Directions → When a picture appears among the records, leave it out, and copy all else exactly.

=== Supplied material ===

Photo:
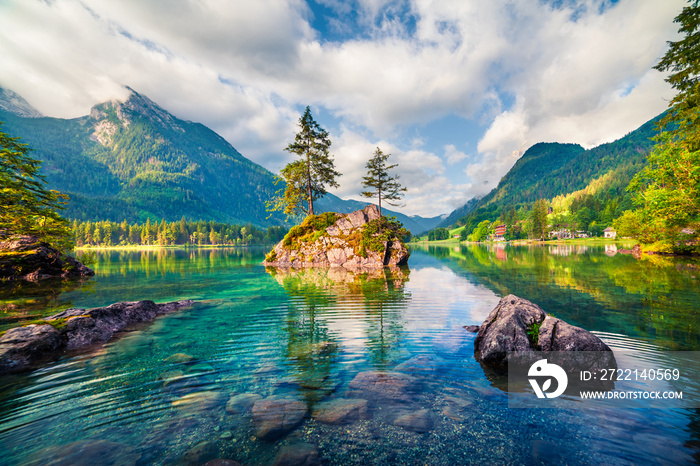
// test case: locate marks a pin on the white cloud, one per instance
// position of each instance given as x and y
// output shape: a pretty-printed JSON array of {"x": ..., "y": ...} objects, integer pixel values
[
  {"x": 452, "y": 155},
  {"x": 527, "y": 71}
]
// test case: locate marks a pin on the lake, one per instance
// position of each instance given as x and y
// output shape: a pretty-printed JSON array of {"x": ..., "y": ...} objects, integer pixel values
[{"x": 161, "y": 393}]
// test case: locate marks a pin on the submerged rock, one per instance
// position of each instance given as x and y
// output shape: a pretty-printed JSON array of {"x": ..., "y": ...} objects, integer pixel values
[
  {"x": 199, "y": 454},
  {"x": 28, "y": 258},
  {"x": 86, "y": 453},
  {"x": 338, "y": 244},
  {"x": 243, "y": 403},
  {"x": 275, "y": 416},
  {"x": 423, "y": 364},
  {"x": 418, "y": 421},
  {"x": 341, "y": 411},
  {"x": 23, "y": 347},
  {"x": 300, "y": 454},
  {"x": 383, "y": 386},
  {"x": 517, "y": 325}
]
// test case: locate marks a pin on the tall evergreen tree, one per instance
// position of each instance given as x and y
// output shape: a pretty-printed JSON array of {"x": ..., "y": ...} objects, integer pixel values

===

Task solution →
Photo:
// test case: locate marks a pin on the white cloud, one per instance
// position of each instance given as x and y
// output shape: a pretty-printed JSON array of {"x": ..., "y": ...} objects, integer pixel values
[
  {"x": 452, "y": 155},
  {"x": 527, "y": 71}
]
// test case: locate marks a pin on the lake, one per instance
// position of each instance given as x and y
// output shape: a pretty-printed JSON array of {"x": ..., "y": ...} objects, integer pixel values
[{"x": 161, "y": 393}]
// test case: locate marks a pin on the submerged rock, one per instance
// position of each instance given as x and y
// output shape: a pretty-printed JSON array of {"x": ..., "y": ...} objects, integer pixel values
[
  {"x": 199, "y": 454},
  {"x": 28, "y": 258},
  {"x": 86, "y": 453},
  {"x": 338, "y": 244},
  {"x": 243, "y": 403},
  {"x": 275, "y": 416},
  {"x": 423, "y": 364},
  {"x": 418, "y": 421},
  {"x": 341, "y": 411},
  {"x": 23, "y": 347},
  {"x": 300, "y": 454},
  {"x": 383, "y": 386},
  {"x": 517, "y": 325}
]
// test case: locate marks a pin on the tall evergreen tree, one per instance
// position of each instance given as x and y
// output shape: a pretty-printed JSON array of {"x": ..., "y": ...} objects, integer pixel values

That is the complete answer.